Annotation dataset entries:
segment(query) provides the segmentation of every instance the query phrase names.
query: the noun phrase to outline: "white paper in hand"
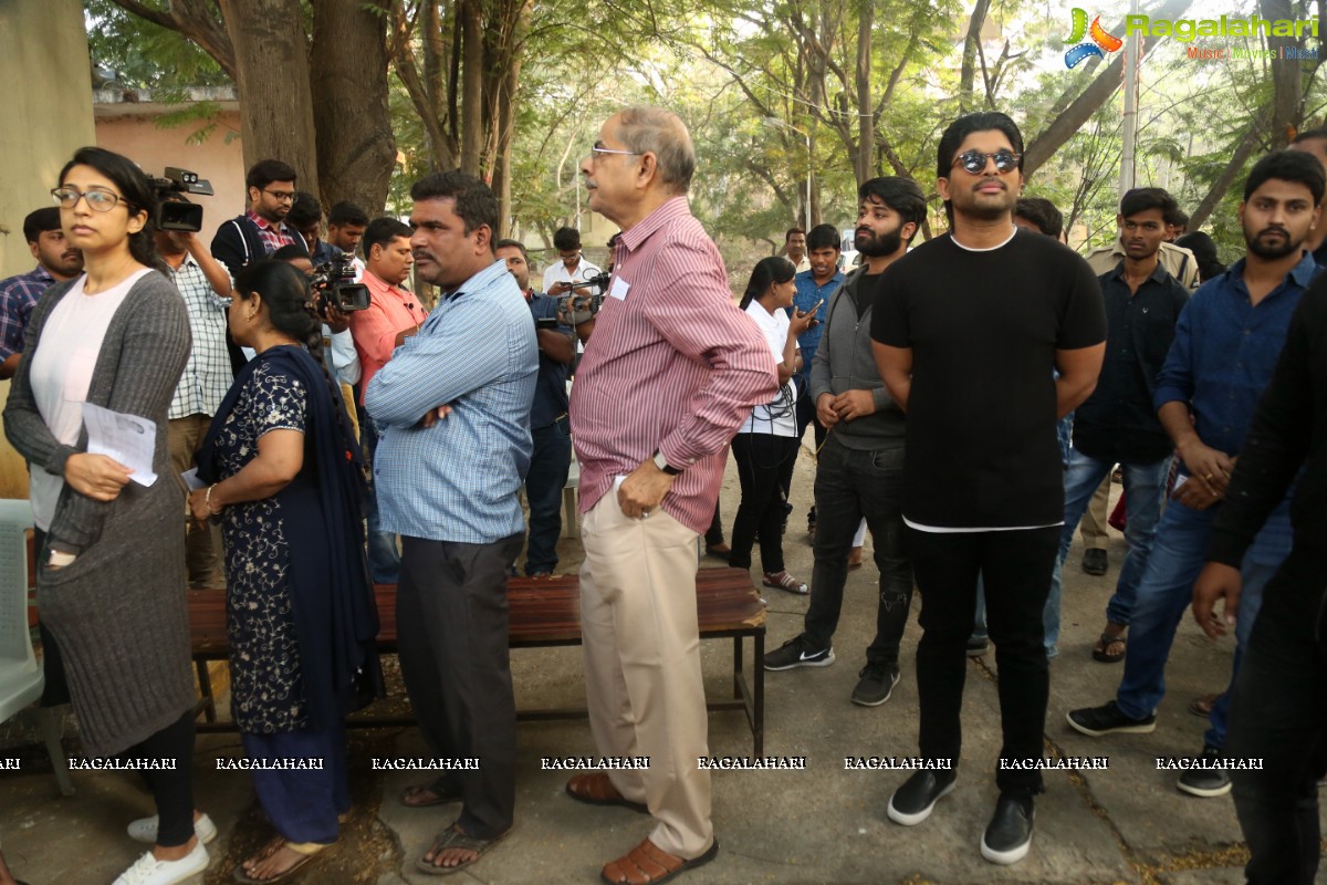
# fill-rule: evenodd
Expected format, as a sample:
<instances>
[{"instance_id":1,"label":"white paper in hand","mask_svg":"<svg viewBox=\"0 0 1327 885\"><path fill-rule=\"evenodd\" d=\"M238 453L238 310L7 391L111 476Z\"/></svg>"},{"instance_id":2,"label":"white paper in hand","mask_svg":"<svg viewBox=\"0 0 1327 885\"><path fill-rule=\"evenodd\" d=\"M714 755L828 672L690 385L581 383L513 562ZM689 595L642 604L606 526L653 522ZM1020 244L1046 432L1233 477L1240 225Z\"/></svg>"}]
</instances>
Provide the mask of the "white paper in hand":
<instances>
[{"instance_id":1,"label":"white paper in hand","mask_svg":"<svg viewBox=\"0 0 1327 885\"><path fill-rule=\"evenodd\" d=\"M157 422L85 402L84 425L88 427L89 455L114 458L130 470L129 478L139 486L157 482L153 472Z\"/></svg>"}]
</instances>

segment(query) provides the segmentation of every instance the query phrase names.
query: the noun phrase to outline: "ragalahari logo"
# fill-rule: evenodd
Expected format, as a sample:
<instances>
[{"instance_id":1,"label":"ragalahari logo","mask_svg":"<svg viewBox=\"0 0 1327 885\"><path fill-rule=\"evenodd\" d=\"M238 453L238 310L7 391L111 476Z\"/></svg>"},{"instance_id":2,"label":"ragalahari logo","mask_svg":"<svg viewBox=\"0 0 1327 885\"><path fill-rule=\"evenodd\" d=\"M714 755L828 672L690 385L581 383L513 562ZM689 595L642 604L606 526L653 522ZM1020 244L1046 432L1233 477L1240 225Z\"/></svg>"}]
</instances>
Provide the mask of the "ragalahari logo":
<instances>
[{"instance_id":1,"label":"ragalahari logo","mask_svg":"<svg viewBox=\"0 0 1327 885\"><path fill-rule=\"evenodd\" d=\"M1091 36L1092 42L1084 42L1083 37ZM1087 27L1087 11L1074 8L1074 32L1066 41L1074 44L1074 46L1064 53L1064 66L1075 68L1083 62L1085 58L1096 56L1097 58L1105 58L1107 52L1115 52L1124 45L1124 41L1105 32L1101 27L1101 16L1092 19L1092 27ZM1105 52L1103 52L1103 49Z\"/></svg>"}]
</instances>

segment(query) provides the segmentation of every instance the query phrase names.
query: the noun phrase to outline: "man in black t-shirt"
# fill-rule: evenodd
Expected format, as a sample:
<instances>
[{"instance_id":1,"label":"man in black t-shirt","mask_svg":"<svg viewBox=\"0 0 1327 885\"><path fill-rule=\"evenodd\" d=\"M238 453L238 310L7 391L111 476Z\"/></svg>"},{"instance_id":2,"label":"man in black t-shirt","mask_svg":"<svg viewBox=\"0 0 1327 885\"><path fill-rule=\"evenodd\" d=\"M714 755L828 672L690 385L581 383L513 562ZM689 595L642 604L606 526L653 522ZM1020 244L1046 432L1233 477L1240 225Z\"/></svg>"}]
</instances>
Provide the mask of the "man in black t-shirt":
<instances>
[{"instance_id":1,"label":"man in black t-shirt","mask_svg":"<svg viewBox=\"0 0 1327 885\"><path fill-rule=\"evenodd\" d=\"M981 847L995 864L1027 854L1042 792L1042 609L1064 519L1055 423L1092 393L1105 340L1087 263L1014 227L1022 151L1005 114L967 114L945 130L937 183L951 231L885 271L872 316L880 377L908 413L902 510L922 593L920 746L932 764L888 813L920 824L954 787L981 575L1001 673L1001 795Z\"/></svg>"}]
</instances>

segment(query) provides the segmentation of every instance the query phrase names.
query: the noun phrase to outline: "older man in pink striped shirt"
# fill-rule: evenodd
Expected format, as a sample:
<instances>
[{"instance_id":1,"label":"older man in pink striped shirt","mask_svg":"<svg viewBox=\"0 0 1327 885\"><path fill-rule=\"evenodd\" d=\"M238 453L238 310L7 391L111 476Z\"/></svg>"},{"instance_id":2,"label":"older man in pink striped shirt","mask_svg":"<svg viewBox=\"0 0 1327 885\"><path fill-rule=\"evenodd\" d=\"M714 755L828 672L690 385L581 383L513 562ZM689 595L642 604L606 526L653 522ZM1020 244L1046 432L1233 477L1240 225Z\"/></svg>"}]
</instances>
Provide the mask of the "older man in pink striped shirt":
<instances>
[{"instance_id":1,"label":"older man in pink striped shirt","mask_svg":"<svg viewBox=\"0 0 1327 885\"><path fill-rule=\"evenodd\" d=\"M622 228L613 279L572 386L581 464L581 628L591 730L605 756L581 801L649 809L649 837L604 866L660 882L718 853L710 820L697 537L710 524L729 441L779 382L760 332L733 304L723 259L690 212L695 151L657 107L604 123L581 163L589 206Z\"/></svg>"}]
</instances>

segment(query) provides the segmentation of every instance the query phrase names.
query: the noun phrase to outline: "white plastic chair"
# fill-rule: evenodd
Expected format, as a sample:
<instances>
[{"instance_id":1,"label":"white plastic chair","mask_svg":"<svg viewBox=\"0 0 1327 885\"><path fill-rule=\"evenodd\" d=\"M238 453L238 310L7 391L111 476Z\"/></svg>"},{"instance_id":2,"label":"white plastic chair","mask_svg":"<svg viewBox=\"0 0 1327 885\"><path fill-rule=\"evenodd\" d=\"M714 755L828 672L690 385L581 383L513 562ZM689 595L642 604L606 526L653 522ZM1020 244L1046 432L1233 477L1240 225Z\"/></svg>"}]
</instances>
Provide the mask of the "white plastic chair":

_AIM OF THE EXERCISE_
The listing above must be printed again exactly, minus its pictures.

_COMPLETE ANSWER_
segment(query) provides the segmentation of every instance the query phrase names.
query: the noun phrase to outline: "white paper in hand"
# fill-rule: evenodd
Expected format, as a sample:
<instances>
[{"instance_id":1,"label":"white paper in hand","mask_svg":"<svg viewBox=\"0 0 1327 885\"><path fill-rule=\"evenodd\" d=\"M238 453L238 310L7 391L111 476Z\"/></svg>"},{"instance_id":2,"label":"white paper in hand","mask_svg":"<svg viewBox=\"0 0 1327 885\"><path fill-rule=\"evenodd\" d=\"M714 755L828 672L690 385L581 383L513 562ZM689 595L642 604L606 526L653 522ZM1020 244L1046 432L1233 477L1240 225Z\"/></svg>"}]
</instances>
Provide the mask of the "white paper in hand":
<instances>
[{"instance_id":1,"label":"white paper in hand","mask_svg":"<svg viewBox=\"0 0 1327 885\"><path fill-rule=\"evenodd\" d=\"M157 422L85 402L84 425L88 427L89 455L114 458L130 470L129 478L139 486L157 482L153 472Z\"/></svg>"}]
</instances>

segment(query) provides the segmentation of every instance the query phrase names.
query: the noun phrase to outline: "ragalahari logo"
# fill-rule: evenodd
Expected format, as a sample:
<instances>
[{"instance_id":1,"label":"ragalahari logo","mask_svg":"<svg viewBox=\"0 0 1327 885\"><path fill-rule=\"evenodd\" d=\"M238 453L238 310L7 391L111 476Z\"/></svg>"},{"instance_id":2,"label":"ragalahari logo","mask_svg":"<svg viewBox=\"0 0 1327 885\"><path fill-rule=\"evenodd\" d=\"M714 755L828 672L690 385L581 383L513 562ZM689 595L642 604L606 526L653 522ZM1020 244L1046 432L1233 477L1240 225Z\"/></svg>"}]
</instances>
Provide the mask of the "ragalahari logo":
<instances>
[{"instance_id":1,"label":"ragalahari logo","mask_svg":"<svg viewBox=\"0 0 1327 885\"><path fill-rule=\"evenodd\" d=\"M1091 36L1092 42L1084 42L1083 37ZM1087 27L1087 11L1074 8L1074 32L1066 41L1074 44L1074 46L1064 53L1064 66L1075 68L1083 62L1085 58L1096 56L1097 58L1105 58L1107 52L1115 52L1124 45L1124 41L1105 32L1101 27L1101 16L1092 19L1092 27ZM1105 52L1103 52L1103 49Z\"/></svg>"}]
</instances>

segment(query) provides the segmentation of every instance the query phrase names.
query: the noun phrase to outline: "man in black t-shirt"
# fill-rule: evenodd
Expected format, as a sample:
<instances>
[{"instance_id":1,"label":"man in black t-shirt","mask_svg":"<svg viewBox=\"0 0 1327 885\"><path fill-rule=\"evenodd\" d=\"M238 453L238 310L7 391L111 476Z\"/></svg>"},{"instance_id":2,"label":"man in black t-shirt","mask_svg":"<svg viewBox=\"0 0 1327 885\"><path fill-rule=\"evenodd\" d=\"M714 755L828 672L690 385L581 383L513 562ZM689 595L642 604L606 526L653 522ZM1020 244L1046 432L1233 477L1240 225Z\"/></svg>"}]
</instances>
Provide the mask of the "man in black t-shirt":
<instances>
[{"instance_id":1,"label":"man in black t-shirt","mask_svg":"<svg viewBox=\"0 0 1327 885\"><path fill-rule=\"evenodd\" d=\"M981 847L995 864L1027 854L1042 792L1042 609L1064 519L1055 423L1092 393L1105 340L1087 263L1014 227L1022 151L1005 114L967 114L945 130L937 183L951 231L885 271L872 316L880 377L908 413L902 510L922 593L920 746L932 764L888 813L920 824L954 787L981 575L1001 673L1001 795Z\"/></svg>"}]
</instances>

segment(query) provides the segmentation of every instance the query phrase names.
query: the noun phrase to outline: "older man in pink striped shirt"
# fill-rule: evenodd
Expected format, as a sample:
<instances>
[{"instance_id":1,"label":"older man in pink striped shirt","mask_svg":"<svg viewBox=\"0 0 1327 885\"><path fill-rule=\"evenodd\" d=\"M238 453L238 310L7 391L111 476Z\"/></svg>"},{"instance_id":2,"label":"older man in pink striped shirt","mask_svg":"<svg viewBox=\"0 0 1327 885\"><path fill-rule=\"evenodd\" d=\"M714 755L828 672L690 385L581 383L513 562ZM689 595L642 604L606 526L653 522ZM1020 244L1046 432L1233 477L1240 225Z\"/></svg>"}]
</instances>
Provide the mask of the "older man in pink striped shirt":
<instances>
[{"instance_id":1,"label":"older man in pink striped shirt","mask_svg":"<svg viewBox=\"0 0 1327 885\"><path fill-rule=\"evenodd\" d=\"M622 228L613 279L572 386L581 464L581 628L591 730L605 756L581 801L649 809L649 837L604 866L660 882L718 853L710 820L697 537L710 524L729 441L779 382L760 332L733 304L723 259L690 212L695 151L657 107L604 123L581 163L589 206Z\"/></svg>"}]
</instances>

segment(query) provides the segmentation of every instance the query phrase names.
query: the noun phrase to outline: "white plastic chair"
# fill-rule: evenodd
Expected format, as a sample:
<instances>
[{"instance_id":1,"label":"white plastic chair","mask_svg":"<svg viewBox=\"0 0 1327 885\"><path fill-rule=\"evenodd\" d=\"M238 453L238 310L7 391L111 476Z\"/></svg>"},{"instance_id":2,"label":"white plastic chair","mask_svg":"<svg viewBox=\"0 0 1327 885\"><path fill-rule=\"evenodd\" d=\"M714 755L828 672L690 385L581 383L513 562ZM689 595L642 604L606 526L653 522ZM1020 244L1046 432L1233 477L1240 225Z\"/></svg>"}]
</instances>
Provide the mask of the "white plastic chair":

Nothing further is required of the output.